§ Work to complete:
#1 Answer from the article on IIM Ahmedabad:
(a) In what year was the institute granted the status of an Institute of National Importance?
(b) Who was the first faculty of the institute?
(c) Which body ranked the institute first among business schools in India in 2020?
#2 Rename "Ministry of Human Resources" to "Ministry of Education" in the article on IIM Ahmedabad, and write out the passage between "Indian Institute of" and "India in 2017.", inclusive, with that change.
#3 Carry the article on IIM Ahmedabad further, picking up after its last sentence.

Indian Institute of Management Ahmedabad (IIM Ahmedabad) is a business school, located in Ahmedabad, Gujarat, India. The school has been accorded the status of an Institute of National Importance by Ministry of Human Resources, Government of India in 2017.

Established in 1961, the institute offers master's degree programs in management and agri-business management, a fellowship program and a number of executive training programs. The institute's founding director is Ravi J. Matthai. Other notable founding figures were the Indian physicist Vikram Sarabhai, Indian businessman Kasturbhai Lalbhai and Indian educator Kamla Chowdhary.

IIM Ahmedabad is widely regarded as the leading business school in India and one of the most prestigious business schools in the world.

History

IIM Ahmedabad was established on 11 December 1961 with the active support of the Government of India, the Government of Gujarat, Harvard Business School, and prominent members of Indian industry. The physicist Vikram Sarabhai and businessman Kasturbhai Lalbhai, both natives of Ahmedabad, played pivotal roles in setting up the institute. The institute's Kasturbhai Lalbhai Management Development Centre and a Kasturbhai Lalbhai Chair in Entrepreneurship are named in his honor. The management educator Ravi J. Matthai and several other Ahmedabad-based businessmen also played a major role in its creation. Kamla Chowdhary was the first faculty of the institute, and the coordinator of programmes between 1962 and 1965.
 
Established in 1961, the institute offers master's degree programs in management and agri-business management, a fellowship program and a number of executive training programs. The institute's founding director was Ravi J. Matthai. Other notable founding figures were the Indian physicist Vikram Sarabhai, Indian businessman Kasturbhai Lalbhai and Indian educator Kamla Chowdhary.
 
In 2020 it was ranked first among the business schools in India by the National Institutional Ranking Framework. During the period 2017–21, it has been ranked first amongst the management institutions.

§ Dataset excerpt:
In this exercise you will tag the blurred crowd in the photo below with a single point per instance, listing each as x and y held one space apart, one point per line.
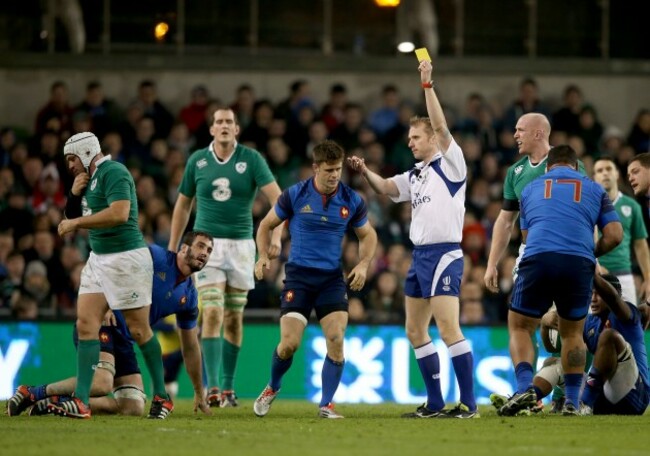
39 271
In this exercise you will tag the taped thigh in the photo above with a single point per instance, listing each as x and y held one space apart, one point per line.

§ Results in order:
#1
(a) 2017
(b) Kamla Chowdhary
(c) The National Institutional Ranking Framework

#2
Indian Institute of Management Ahmedabad (IIM Ahmedabad) is a business school, located in Ahmedabad, Gujarat, India. The school has been accorded the status of an Institute of National Importance by Ministry of Education, Government of India in 2017.

#3
Campus 
The IIM Ahmedabad campus is situated across 102 acres in Vastrapur, Ahmedabad. The campus houses the academic blocks, faculty offices, student and faculty accommodation, the Vikram Sarabhai Library, the R.J. Matthai Auditorium, the Louis Kahn Plaza, the International Management Development Centre, the Kasturbhai Lalbhai Management Development Centre, the Centre for Innovation, Incubation and Entrepreneurship, sport facilities, several food outlets and merchandise stores.

Architecture 
In 1962, the IIM Ahmedabad board came to a formal agreement with the National Institute of Design (NID) for the latter to undertake the task of designing the IIM Ahmedabad campus. The National Institute of Design appointed American architect Louis Kahn and B.V. Doshi as architects for the project. Kahn worked on the IIMA project from 1962 until his death in 1974.

Kahn's architecture is characterized by the use of exposed red bricks, the extensive use of geometric shapes in hostels and academic blocks and vast corridors outside the classrooms. He combined Indian traditional and vernacular architecture and modern architecture skillfully. A number of tourists and architecture students often visit the campus for its phenomenal architectural impact.

Vikram Sarabhai Library 
The library is named after the institute's founder, renowned physicist Vikram Sarabhai. The library was instituted in 1962 and houses over 193000 books and has online subscriptions to greater than 24000 journals. The library provides access to 100+ digital databases relating to scholarly, company and industry information to the IIMA community. The library is located at the Louis Kahn Plaza. In year 2016, Tata Consultancy Services partnered with the university with a grant of  to restore the library for digital learning and collaboration. In 2019, the library received Award of Distinction’ at the UNESCO Asia Pacific Award for Cultural Heritage Conservation 2019.

Student accommodation 
Students are provided single room accommodation in the 33 fully furnished dormitories spread across the campus. Married students can opt to live with their family in married students' hostels. Stay in dormitories is mandatory for students. Basic amenities including washing machines, refrigerators and TVs are available at each dorm.

Logo 
The logo of the institute has the motif of the ‘Tree of Life’. The logo is inspired by a carved stone latticework jaali in the 16th century mosque of Siddi Saiyyad in old part of Ahmedabad.

Organisation and administration

Schools
JSW School of Public Policy - Set up with financial contribution from JSW Steel Ltd worth Rs. 50 crore, the school is engaged in research on policy formulation and design, policy choice, and policy impact.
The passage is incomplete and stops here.